● **TASK TO CARRY OUT**
Give back the full material exactly. Omit no line.

● **SOURCE DATA**
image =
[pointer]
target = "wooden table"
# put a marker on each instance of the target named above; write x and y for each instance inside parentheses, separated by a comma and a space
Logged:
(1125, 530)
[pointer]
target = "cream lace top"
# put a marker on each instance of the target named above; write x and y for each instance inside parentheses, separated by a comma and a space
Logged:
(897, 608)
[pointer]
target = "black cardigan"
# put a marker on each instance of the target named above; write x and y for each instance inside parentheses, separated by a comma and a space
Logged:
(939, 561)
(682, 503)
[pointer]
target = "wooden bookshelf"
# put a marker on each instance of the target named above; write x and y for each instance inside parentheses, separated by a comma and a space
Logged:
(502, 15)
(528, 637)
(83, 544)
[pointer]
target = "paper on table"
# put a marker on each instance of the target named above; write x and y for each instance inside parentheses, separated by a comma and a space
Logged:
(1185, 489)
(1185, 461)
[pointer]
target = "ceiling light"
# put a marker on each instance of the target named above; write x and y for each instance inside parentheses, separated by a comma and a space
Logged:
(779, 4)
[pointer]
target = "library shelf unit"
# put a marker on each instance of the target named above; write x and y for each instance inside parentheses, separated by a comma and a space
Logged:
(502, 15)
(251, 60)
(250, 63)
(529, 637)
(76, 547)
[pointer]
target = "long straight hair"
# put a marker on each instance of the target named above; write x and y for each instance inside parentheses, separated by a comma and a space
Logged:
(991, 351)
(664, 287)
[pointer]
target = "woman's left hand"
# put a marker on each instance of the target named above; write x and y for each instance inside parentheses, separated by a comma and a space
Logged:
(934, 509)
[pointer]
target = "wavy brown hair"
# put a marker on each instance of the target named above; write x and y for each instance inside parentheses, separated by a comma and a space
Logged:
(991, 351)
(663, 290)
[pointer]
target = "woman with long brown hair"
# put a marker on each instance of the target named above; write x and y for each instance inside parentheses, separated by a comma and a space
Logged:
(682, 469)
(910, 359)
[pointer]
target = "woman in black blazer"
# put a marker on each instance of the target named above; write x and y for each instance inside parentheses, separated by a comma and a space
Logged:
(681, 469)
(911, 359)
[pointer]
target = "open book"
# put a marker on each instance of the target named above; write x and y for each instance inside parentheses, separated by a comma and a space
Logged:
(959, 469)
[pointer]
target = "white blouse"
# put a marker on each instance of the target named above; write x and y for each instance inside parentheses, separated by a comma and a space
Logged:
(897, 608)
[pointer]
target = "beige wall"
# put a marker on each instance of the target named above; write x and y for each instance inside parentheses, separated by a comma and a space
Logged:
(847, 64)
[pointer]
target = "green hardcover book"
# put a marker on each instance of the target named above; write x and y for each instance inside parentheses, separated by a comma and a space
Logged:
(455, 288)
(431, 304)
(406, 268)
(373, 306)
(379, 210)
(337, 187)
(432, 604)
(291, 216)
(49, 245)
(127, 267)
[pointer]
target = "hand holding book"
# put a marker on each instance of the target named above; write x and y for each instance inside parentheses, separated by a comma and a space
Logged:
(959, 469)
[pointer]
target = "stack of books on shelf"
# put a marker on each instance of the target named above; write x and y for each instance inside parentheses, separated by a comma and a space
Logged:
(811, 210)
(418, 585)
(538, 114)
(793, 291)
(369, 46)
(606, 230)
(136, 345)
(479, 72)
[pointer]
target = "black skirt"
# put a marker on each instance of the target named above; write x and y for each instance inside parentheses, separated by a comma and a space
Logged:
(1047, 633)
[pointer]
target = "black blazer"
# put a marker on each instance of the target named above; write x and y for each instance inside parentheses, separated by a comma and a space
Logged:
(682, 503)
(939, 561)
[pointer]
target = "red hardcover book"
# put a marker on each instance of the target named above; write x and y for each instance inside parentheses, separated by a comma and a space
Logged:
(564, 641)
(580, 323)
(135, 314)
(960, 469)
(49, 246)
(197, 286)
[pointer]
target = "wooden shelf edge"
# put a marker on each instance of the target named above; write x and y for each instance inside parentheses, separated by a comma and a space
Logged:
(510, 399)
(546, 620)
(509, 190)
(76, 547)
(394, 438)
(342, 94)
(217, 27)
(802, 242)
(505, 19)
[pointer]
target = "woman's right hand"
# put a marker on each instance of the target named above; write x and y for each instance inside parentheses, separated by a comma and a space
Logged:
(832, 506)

● **EXERCISE ANSWER**
image =
[pointer]
target = "wooden table"
# put a marker on each instance of the target named above; write x and y for each instance inside parentheses, separated by a comma and a space
Logged:
(1125, 530)
[pointer]
target = "cream lace top"
# put a marker on each instance of the target named above; write x and y for each instance inside parentheses, separated by a comma and a space
Logged:
(897, 608)
[pointer]
target = "black cardigan"
# put a marker on each instance of the target named above; write x and y for each instance inside parentheses, separated by a comma and a space
Logged:
(939, 561)
(682, 503)
[pointer]
target = "wooden bookshelf"
# put a marker on each instance of the target named above; write x and y for each instance inside parentheses, separated by a comma and a space
Logged:
(502, 15)
(528, 637)
(83, 544)
[pointer]
target = "paper on table"
# put a marker on each instance of the target named above; write x and y for each instance inside parentheses, separated by a comma and a space
Logged:
(1185, 489)
(1185, 461)
[pointer]
target = "ceiling light"
# put a marker on each instance of the target named above; write x and y for each instance inside parentheses, separated by a comma and a space
Logged:
(779, 4)
[pointer]
target = "library shelf unit"
# put a marker on each instance of the target named above; write x and y for each instance inside parentheses, separated by a comma and a space
Logged:
(502, 15)
(251, 60)
(250, 63)
(529, 637)
(76, 547)
[pointer]
target = "long straight hair"
# put a marker on each instance of the target named above; write x and y for each instance inside parentheses, separated by a comma and a space
Logged:
(991, 351)
(664, 287)
[pointer]
target = "woman's left hand"
# put a marker on each instance of the target named above; write x and y for each instance inside parentheses, separated by a comma and a space
Logged:
(934, 509)
[pointer]
target = "wavy brown hair"
# put a marker on each instance of the target named above; write x and y for each instance inside parentheses, separated by a comma and a space
Logged:
(991, 351)
(663, 290)
[pointer]
target = "woman with long brown hair"
# put a marker on each instance of the target named above; write x and y for each instance inside parentheses, separated by a comma and a space
Logged:
(682, 469)
(910, 359)
[pointer]
target = "woman in black blazer"
# put a marker on each instance of the target named above; write x and y for each instance inside parentheses, separated by a comma and a space
Logged:
(681, 469)
(911, 359)
[pointer]
target = "open book"
# put a marker on each instance of the target named above; write x and y for each instance inside parentheses, separated by a comma and a space
Logged:
(959, 469)
[pointer]
target = "white blouse"
# put a marker on each instance of the target named above; write x and y for each instance inside parentheses, separated by a comma and a space
Logged:
(897, 608)
[pointer]
target = "beige wall"
# put a marker on each instance of the target named above; write x and y for each instance inside parentheses, separated by a comma and a space
Logged:
(847, 64)
[pointer]
target = "green hardcover book"
# put a marker on each instance of the target named above; write x and y for each instance inside parentheses, separated by a comma and a space
Logged:
(455, 288)
(431, 304)
(406, 268)
(373, 306)
(379, 210)
(337, 187)
(432, 604)
(291, 216)
(49, 245)
(127, 267)
[pointer]
target = "hand holding book"
# put a marker on each instance of the target named above; write x and y for each instance inside parentheses, separated by a comma and a space
Logged:
(959, 469)
[pointer]
target = "stack of books on shelf"
# put a marker on each instance of the target named above; write x and y for each instance inside parentheses, separated by a comma and a space
Logged:
(811, 210)
(418, 585)
(538, 114)
(793, 291)
(369, 46)
(606, 230)
(136, 345)
(479, 72)
[pointer]
target = "black skirt"
# put a marker on each instance of the target named above; write x and y for each instance inside parentheses, separated by a comma and a space
Logged:
(1047, 633)
[pointer]
target = "black blazer"
# put a marker on each instance of the target named above; write x and y for each instance inside parentheses, separated by a comma and a space
Logged:
(682, 503)
(939, 561)
[pointer]
target = "red hardcover book"
# put a marker on each instance of the target named above; write x and y for each instance inside parentheses, separated by a comma and a space
Logged:
(564, 641)
(580, 323)
(135, 314)
(960, 469)
(49, 246)
(197, 286)
[pointer]
target = "wooden shelf edge"
# put a marker on each instance of the target named above; write x and y for each instance inside parentheses, separated by a comma and a space
Logged:
(510, 399)
(546, 620)
(509, 190)
(76, 547)
(394, 438)
(342, 94)
(217, 27)
(802, 242)
(505, 19)
[pointer]
target = "woman's right hand"
# put a marker on each instance of the target named above; write x and y for each instance inside parentheses, separated by a comma and a space
Logged:
(832, 506)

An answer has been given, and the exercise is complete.